_DOCUMENT SECTION_.

━━━━

I read at ... FearNot speed. I read to please myself and enjoy. I go as fast as I want to or as slow as I want to. You can read more books than I can in a week ... go find someone who cares, 'cuz I sure don't.  

I know, I know, you're not putting anyone down asking this question. But someone above said that they felt inadequate because of the number of books someone else read in November. Don't feel inadequate - if you enjoyed the trip to the number YOU read then you have nothing to feel bad about.

My point being - it's not the destination that's important, it's the journey.

Just my humble $0.02 worth.   

And now I'll retire to my quiet corner and get back to lurking.  Interesting stuff on here, by the way.


----------



## Jeff (Oct 28, 2008)

FearNot said:


> Interesting stuff on here, by the way.


It' a happy guy kinda world here.


----------



## sebat (Nov 16, 2008)

tessa said:


> I read about 110 to 120 pages a hour I don't know it that's fast or slow. I can usually tell how long a book will last by the number of pages. When I was younger I had to set the timer to remember to stop reading and get to sleep.

━━━━

_DATASET EXCERPTS_.
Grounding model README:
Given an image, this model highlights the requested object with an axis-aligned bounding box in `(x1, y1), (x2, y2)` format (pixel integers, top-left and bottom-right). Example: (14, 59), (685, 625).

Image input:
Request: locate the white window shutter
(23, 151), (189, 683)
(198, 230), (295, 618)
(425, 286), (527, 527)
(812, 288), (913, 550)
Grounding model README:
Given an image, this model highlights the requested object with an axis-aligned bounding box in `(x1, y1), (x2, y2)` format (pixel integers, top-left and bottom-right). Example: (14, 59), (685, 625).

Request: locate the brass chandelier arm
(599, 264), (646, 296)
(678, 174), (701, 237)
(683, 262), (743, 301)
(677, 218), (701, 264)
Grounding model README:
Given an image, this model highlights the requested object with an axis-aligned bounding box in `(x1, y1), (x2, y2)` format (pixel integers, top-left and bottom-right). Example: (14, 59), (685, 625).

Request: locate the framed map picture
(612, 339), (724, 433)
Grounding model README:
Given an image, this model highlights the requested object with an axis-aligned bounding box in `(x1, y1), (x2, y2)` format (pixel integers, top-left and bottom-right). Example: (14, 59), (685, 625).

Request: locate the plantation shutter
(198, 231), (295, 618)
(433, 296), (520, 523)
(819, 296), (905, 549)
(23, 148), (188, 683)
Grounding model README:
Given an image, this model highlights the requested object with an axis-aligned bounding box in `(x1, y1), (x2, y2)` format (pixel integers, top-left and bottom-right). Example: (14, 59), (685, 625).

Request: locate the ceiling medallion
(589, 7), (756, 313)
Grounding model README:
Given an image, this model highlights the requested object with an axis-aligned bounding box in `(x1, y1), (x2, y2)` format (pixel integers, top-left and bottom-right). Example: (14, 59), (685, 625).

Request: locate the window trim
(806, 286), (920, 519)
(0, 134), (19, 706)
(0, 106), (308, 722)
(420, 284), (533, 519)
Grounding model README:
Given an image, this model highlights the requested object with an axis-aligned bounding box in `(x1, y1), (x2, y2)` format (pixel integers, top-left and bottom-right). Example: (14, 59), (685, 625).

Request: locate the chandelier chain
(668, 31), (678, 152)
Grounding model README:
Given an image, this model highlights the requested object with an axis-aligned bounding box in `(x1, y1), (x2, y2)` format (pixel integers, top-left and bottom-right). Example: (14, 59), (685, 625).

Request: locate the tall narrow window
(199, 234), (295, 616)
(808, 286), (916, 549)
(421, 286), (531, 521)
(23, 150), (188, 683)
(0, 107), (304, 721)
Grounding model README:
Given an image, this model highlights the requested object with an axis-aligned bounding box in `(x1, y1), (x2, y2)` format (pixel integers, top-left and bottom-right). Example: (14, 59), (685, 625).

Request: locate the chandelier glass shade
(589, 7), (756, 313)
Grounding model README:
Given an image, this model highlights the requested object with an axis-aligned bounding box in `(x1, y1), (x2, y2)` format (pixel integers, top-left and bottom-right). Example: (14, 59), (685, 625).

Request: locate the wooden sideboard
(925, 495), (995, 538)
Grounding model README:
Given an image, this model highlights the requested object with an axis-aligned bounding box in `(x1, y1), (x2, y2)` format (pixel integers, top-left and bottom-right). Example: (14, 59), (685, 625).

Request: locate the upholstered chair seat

━━━━

_EXERCISES_.
**A.** According to the forum thread on reading speed, how many pages per hour does tessa report reading?
**B.** Carry on the forum thread on reading speed from the point where it stops.

_TASK RESPONSES_.
**A.** About 110 to 120 pages an hour.

**B.**
Wow...I don't read anywhere near you or Steph's speed. In high school, I was more like 75-80 pages an hour on a paperback sized book. I have not timed myself in years so I don't know if that is still accurate. Back then, I had a friend that read like the 2 of you. We would start a book at the same time and I would try to keep up with her. I never could do it, but I do think it increased my speed.

One thing I noticed, our level of concentration was probably the major difference in our speed. No matter how good the book was, I could get distracted. I would pet the dog or glance out the window from time to time. She could get so deeply into a book that I could call her name and she wouldn't even hear me. I had to smack her or run my hand in front of her book to get her attention. I always wished I could get that deeply engrossed in a book.



FearNot said:


> I read at ... FearNot speed. I read to please myself and enjoy. I go as fast as I want to or as slow as I want to. You can read more books than I can in a week ... go find someone who cares, 'cuz I sure don't.
> 
> I know, I know, you're not putting anyone down asking this question. But someone above said that they felt inadequate because of the number of books someone else read in November. Don't feel inadequate - if you enjoyed the trip to the number YOU read then you have nothing to feel bad about.


I don't think that any one is really trying to put the slow readers down or flaunt their reading speed. The OP actually stated that she was a slow reader not a fast one.

I have actually contemplated the reasons why some people read slow and some fast. I thought this was turning into an interesting discussion.

The only time fast reading was a blessing was in school. It's very expensive to afford a 3 book a week habit.


----------



## Jeff (Oct 28, 2008)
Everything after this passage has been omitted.